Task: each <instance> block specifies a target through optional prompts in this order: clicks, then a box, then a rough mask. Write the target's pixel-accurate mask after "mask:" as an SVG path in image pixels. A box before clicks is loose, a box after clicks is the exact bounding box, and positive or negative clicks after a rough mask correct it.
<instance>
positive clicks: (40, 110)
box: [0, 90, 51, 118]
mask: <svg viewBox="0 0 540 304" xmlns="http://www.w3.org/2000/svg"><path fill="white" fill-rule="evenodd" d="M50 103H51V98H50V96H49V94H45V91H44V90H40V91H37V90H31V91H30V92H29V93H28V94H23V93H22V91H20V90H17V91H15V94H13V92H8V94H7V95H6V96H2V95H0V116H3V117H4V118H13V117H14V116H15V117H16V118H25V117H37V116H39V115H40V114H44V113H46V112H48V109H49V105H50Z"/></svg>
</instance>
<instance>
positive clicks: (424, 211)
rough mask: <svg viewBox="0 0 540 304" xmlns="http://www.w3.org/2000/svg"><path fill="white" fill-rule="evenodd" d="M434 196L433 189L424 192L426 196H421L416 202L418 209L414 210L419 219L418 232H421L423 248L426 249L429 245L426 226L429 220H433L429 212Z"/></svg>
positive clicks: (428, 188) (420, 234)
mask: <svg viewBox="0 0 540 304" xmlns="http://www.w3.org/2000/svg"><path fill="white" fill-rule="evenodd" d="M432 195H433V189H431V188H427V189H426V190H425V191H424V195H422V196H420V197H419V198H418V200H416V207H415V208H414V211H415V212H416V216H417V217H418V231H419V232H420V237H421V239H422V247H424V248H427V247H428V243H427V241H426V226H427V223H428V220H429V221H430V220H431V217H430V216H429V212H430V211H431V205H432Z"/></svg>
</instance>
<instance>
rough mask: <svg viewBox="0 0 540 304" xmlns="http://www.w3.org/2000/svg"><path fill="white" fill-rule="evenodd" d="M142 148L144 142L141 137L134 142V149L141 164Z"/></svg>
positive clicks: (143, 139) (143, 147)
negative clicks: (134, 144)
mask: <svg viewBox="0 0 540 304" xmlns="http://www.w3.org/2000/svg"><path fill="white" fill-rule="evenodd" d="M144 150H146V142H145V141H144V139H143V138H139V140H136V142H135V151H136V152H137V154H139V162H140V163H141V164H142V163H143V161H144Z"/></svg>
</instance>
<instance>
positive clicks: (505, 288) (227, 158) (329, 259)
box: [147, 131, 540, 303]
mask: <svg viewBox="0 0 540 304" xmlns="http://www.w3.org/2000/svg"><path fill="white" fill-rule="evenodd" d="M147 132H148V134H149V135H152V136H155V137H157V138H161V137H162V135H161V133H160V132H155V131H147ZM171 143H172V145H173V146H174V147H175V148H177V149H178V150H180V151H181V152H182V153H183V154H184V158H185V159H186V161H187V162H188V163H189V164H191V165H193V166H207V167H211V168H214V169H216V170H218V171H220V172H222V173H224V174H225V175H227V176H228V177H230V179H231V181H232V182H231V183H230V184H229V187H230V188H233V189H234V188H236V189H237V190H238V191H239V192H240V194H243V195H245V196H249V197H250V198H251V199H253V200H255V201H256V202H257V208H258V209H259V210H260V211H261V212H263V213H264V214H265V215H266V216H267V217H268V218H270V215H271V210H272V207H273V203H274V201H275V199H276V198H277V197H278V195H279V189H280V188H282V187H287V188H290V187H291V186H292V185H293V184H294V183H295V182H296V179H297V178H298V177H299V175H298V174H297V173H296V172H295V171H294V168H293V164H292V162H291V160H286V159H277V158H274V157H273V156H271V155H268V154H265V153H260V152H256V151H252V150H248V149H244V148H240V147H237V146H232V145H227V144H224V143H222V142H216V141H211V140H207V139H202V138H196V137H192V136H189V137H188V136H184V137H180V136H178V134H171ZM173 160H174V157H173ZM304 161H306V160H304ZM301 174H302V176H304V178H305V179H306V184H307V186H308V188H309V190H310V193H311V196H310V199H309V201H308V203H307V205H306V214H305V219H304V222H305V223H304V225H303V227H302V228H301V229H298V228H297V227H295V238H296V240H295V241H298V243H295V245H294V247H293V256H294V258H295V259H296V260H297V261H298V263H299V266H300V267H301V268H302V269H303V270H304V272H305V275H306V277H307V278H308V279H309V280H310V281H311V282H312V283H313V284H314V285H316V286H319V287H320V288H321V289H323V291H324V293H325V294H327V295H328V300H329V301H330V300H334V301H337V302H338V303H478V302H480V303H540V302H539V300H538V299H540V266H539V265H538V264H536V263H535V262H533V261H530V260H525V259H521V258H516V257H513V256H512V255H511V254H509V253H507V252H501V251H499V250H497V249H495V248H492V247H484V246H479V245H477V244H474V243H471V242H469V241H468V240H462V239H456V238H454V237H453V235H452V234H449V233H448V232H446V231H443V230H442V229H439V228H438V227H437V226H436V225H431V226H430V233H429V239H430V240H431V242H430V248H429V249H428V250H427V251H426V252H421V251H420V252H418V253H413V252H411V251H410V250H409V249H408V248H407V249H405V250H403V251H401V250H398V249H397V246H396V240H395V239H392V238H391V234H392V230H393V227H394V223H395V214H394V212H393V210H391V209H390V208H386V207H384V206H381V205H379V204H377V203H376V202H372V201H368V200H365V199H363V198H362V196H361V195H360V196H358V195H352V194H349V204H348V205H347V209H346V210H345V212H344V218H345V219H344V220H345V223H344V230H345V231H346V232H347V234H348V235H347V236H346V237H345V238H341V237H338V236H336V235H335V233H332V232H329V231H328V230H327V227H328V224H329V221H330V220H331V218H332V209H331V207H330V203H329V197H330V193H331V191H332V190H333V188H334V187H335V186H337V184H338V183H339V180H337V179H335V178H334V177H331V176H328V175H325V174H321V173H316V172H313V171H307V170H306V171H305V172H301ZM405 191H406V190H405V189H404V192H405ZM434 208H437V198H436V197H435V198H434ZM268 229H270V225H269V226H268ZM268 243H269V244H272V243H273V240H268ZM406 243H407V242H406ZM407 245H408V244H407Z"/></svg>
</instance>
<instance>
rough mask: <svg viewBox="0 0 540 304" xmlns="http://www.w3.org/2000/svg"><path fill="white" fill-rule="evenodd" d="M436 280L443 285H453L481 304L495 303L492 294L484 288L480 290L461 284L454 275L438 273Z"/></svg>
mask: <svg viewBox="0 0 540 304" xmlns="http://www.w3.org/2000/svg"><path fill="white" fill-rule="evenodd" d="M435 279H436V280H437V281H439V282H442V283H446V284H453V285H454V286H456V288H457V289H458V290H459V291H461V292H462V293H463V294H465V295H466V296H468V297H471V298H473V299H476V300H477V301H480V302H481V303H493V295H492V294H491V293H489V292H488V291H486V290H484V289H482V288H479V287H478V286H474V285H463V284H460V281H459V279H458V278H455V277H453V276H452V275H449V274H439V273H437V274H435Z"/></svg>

* * *

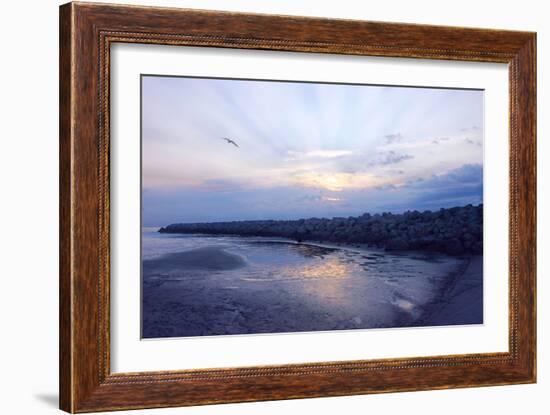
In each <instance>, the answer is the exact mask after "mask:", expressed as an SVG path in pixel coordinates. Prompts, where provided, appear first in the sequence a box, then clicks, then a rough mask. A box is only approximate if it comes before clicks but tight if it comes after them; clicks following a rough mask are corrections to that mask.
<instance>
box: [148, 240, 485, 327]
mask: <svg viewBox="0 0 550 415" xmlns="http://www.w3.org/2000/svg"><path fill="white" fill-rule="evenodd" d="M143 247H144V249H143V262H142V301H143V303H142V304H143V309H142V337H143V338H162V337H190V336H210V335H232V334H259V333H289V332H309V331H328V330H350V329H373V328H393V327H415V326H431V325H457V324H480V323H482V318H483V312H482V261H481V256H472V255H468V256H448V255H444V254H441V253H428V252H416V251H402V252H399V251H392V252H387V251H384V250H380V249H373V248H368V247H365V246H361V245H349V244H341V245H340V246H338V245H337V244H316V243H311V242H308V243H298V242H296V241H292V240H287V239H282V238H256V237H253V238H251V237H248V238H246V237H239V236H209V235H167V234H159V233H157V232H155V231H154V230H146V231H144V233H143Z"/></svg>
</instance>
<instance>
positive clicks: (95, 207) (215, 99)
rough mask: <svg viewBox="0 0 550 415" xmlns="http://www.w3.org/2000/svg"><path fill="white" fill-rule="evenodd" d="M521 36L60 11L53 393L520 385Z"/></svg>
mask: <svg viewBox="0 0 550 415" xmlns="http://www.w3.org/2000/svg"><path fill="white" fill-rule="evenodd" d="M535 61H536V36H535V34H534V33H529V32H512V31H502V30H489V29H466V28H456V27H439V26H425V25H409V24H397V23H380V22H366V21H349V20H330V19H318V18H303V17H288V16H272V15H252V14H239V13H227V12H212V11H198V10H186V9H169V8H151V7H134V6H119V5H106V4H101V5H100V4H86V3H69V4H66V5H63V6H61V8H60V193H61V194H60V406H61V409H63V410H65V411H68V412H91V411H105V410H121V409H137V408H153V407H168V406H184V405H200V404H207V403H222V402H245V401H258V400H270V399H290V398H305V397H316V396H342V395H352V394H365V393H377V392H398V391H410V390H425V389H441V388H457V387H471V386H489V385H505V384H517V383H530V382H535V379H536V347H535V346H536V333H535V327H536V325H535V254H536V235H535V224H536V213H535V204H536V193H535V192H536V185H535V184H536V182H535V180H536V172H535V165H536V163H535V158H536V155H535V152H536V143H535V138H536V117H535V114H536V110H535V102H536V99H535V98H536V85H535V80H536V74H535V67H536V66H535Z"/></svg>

...

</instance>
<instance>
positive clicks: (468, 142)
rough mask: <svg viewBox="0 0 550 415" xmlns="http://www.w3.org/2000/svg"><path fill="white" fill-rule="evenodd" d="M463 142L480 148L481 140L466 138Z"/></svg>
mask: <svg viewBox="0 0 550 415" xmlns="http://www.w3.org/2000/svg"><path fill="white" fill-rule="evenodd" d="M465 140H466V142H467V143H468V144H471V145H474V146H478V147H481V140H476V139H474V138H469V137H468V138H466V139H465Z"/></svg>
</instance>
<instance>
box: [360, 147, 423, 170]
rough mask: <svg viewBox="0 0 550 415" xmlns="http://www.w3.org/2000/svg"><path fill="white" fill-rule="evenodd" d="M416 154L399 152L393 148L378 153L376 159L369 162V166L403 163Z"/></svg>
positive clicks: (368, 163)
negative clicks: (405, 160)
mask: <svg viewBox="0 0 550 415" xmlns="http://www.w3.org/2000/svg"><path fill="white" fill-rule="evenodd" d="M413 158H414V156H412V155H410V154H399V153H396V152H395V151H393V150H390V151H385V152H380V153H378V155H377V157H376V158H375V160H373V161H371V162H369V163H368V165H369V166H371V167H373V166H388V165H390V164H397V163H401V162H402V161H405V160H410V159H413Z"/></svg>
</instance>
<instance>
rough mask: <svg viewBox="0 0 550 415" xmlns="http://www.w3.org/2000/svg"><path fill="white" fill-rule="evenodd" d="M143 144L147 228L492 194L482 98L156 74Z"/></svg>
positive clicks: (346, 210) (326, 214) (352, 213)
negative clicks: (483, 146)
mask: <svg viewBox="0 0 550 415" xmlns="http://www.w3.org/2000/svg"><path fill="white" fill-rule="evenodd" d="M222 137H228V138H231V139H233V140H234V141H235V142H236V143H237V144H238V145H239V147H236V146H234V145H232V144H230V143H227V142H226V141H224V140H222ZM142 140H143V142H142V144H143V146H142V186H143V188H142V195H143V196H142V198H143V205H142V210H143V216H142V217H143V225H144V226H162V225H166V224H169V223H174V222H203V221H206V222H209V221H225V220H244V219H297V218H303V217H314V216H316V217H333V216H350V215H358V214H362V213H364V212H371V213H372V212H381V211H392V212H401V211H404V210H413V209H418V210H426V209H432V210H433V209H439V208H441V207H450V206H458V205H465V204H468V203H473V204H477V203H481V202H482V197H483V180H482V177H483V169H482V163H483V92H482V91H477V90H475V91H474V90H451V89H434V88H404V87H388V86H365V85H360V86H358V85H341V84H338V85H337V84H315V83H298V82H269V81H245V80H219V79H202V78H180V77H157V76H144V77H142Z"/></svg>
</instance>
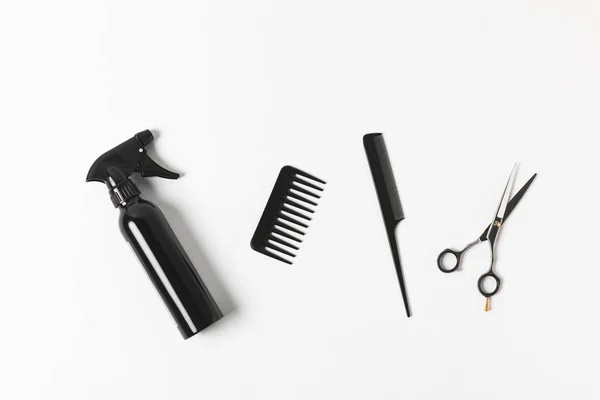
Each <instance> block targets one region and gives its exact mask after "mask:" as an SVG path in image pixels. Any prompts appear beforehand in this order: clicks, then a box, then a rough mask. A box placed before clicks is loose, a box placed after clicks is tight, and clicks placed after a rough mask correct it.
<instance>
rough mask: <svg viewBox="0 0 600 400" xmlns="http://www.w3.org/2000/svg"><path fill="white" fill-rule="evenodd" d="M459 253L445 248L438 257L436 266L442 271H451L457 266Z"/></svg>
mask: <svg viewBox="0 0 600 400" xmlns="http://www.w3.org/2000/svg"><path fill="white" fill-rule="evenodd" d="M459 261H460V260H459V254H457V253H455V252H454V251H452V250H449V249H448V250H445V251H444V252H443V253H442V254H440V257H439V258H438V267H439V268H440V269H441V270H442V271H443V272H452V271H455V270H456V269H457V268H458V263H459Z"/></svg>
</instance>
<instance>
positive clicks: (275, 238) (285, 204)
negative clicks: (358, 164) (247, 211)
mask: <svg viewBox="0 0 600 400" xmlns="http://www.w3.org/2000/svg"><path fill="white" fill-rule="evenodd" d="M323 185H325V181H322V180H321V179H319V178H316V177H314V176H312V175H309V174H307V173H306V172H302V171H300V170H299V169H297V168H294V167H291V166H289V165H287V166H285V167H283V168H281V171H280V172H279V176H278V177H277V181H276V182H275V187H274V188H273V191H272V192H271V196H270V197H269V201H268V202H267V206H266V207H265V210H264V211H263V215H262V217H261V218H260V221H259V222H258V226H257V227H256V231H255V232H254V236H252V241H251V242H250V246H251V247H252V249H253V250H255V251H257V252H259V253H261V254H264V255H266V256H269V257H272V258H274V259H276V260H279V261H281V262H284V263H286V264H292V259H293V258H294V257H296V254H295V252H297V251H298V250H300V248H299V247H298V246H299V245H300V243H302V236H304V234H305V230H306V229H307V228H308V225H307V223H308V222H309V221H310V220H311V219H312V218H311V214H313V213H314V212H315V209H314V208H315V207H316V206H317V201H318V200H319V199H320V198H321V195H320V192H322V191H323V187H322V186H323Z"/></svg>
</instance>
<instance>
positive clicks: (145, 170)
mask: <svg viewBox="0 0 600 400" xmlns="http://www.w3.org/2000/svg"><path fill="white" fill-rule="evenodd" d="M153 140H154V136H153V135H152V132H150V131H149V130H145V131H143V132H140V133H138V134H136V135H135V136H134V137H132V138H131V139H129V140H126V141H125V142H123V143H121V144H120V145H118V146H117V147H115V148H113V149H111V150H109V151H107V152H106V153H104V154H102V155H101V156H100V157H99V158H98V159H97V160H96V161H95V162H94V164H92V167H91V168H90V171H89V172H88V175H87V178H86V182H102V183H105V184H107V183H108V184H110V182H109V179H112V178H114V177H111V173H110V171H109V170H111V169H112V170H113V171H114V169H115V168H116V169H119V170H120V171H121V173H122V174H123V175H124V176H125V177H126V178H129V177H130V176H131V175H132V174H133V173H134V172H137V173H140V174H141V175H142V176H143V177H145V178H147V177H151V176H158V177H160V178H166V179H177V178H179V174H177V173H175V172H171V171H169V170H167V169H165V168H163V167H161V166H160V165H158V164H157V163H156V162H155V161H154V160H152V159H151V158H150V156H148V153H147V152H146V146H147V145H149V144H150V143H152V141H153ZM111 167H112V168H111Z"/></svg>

## BRIEF
Search the listing above for the string "tight" and copy each line that has it.

## RESPONSE TO THE EXERCISE
In each <instance>, the answer is the exact mask after "mask:", expressed as an SVG path in pixel coordinates. Prompts, where provided, appear first in the sequence a box, then clicks, then a rough mask. A box is only approximate if it comes before clicks but tight if it comes after them; clicks following a rough mask are corrections to that mask.
Each <instance> block targets one region and gives its exact mask after "mask:" as an SVG path in image pixels. Any prompts appear beforehand in this order: clicks, then a box, then a rough mask. A box placed before clicks is loose, a box placed after clicks is tight, and clicks placed after a rough mask correct it.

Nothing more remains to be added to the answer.